**Dataset excerpts**
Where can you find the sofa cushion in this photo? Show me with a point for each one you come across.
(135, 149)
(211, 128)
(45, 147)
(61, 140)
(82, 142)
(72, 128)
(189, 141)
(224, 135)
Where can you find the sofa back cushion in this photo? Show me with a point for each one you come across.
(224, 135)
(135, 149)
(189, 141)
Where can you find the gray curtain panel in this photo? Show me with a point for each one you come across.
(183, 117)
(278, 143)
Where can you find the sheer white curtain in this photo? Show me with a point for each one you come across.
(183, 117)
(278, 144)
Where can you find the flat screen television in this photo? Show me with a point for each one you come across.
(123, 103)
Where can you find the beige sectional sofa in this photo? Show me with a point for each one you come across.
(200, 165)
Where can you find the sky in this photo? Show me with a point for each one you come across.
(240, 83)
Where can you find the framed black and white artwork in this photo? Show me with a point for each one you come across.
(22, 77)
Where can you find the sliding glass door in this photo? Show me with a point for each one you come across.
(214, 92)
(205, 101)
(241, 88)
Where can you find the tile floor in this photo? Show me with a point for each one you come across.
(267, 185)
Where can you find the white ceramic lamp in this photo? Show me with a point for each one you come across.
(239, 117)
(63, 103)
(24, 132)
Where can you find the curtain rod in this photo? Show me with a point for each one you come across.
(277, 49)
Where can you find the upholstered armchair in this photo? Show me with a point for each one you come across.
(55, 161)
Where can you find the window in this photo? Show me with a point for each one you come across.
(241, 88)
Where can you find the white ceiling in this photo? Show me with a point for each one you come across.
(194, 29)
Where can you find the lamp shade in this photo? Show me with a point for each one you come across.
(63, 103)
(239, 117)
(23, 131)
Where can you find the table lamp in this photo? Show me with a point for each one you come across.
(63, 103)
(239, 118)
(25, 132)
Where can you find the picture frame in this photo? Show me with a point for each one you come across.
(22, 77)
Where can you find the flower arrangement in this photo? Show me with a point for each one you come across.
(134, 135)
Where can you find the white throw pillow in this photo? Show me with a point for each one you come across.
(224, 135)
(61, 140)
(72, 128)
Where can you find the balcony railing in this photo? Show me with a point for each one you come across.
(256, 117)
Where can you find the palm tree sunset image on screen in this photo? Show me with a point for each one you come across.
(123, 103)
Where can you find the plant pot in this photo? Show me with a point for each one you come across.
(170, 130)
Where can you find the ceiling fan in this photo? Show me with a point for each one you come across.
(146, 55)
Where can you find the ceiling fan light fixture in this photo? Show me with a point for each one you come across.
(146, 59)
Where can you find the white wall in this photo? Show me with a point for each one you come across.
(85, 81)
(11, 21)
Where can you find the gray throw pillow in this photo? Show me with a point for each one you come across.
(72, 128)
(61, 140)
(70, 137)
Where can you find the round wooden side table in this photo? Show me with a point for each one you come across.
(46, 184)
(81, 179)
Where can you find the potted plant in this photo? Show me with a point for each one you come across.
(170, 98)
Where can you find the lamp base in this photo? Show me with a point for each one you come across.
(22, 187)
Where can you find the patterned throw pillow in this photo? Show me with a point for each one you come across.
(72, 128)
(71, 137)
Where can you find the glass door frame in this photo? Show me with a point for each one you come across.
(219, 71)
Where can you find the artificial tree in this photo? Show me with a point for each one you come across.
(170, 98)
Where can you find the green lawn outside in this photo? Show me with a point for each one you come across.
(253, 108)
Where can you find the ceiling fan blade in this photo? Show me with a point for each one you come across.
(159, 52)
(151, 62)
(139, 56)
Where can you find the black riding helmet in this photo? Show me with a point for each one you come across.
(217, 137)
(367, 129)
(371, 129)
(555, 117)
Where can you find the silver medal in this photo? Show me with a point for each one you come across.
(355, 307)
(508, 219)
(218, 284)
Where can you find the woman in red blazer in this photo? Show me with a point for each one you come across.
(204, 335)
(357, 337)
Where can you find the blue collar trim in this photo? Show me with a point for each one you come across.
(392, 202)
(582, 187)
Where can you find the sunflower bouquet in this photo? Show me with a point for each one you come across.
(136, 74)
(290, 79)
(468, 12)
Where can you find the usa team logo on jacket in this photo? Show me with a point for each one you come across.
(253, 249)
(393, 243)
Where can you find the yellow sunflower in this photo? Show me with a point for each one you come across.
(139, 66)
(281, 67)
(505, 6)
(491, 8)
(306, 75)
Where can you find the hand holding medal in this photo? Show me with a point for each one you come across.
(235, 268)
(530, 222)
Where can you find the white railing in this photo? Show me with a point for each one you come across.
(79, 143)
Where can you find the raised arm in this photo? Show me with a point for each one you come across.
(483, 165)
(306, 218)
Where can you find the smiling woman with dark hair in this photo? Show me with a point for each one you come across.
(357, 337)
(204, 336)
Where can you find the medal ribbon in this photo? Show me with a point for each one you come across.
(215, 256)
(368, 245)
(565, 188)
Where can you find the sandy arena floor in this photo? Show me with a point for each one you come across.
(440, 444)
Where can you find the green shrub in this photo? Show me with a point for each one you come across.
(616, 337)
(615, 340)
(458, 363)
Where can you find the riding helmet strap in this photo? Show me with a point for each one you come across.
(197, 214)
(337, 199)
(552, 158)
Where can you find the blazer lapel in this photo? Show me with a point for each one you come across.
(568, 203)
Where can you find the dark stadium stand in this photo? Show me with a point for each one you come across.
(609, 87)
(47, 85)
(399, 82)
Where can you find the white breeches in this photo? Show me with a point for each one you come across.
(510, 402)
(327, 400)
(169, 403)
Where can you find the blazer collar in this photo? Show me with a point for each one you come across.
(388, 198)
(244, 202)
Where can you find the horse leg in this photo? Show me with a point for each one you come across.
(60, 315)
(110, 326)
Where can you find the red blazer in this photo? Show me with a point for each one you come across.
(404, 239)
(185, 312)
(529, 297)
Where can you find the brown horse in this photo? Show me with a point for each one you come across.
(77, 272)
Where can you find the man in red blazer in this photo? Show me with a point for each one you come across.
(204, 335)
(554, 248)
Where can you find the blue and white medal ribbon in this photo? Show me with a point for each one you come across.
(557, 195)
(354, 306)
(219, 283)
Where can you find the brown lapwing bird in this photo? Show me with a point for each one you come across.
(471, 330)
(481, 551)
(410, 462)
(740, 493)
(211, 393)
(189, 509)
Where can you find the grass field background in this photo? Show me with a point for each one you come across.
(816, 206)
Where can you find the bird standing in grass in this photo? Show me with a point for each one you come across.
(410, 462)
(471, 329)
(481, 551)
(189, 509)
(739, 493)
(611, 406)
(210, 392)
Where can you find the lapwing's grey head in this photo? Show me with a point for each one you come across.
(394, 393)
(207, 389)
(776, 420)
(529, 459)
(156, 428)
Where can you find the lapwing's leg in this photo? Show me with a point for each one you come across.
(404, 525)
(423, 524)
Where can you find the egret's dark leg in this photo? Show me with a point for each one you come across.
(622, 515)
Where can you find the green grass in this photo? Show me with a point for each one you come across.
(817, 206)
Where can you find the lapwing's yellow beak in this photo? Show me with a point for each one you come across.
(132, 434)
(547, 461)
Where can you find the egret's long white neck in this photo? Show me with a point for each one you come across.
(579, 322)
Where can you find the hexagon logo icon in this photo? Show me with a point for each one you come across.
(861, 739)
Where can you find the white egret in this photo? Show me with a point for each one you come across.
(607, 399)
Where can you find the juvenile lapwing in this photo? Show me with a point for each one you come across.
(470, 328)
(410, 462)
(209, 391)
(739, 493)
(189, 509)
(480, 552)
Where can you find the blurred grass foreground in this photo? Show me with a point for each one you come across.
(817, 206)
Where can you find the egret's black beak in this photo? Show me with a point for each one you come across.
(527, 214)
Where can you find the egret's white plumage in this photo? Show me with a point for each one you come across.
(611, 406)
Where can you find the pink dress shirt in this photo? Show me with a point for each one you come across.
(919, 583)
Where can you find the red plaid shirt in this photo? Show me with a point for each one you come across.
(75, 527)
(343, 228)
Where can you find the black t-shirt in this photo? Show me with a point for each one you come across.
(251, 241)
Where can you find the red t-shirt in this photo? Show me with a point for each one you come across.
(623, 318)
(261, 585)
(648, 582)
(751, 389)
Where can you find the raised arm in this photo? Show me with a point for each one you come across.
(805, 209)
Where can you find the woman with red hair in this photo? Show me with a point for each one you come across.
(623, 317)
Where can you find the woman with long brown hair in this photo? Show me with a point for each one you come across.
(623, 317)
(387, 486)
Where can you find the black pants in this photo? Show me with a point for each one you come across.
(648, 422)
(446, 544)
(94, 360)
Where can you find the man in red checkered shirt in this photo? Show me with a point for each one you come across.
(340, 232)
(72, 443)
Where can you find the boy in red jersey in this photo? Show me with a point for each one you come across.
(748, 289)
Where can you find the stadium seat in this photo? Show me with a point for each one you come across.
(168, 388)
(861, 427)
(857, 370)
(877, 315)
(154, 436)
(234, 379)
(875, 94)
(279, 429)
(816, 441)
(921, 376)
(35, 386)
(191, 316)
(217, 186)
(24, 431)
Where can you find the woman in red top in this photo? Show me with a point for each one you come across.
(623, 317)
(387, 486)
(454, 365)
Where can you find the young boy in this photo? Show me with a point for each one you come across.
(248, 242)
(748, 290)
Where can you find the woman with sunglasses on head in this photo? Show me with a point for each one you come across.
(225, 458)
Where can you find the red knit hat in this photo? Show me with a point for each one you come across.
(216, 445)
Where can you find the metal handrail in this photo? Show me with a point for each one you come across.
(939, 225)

**DESCRIPTION OF THE TASK**
All that is wanted is the set of lines from the one with "Where can you find the woman in red top" through the last line of the entries, both included, output exactly.

**YOUR SOLUTION**
Where can you find the woman in red top in this photo? Show me with a point for each one you come across.
(623, 317)
(387, 486)
(454, 365)
Where can you find the young boy in this photo? Show me with a point for each one you come across.
(248, 242)
(748, 290)
Where can you find the woman with sunglasses on head in this photo? Show me with a point for each one you come across.
(225, 458)
Where can you find the red knit hat in this photo? Show me with a point for each one you come across.
(216, 445)
Where can you find the metal handrail in this photo? Show me with a point for each one you come across.
(939, 225)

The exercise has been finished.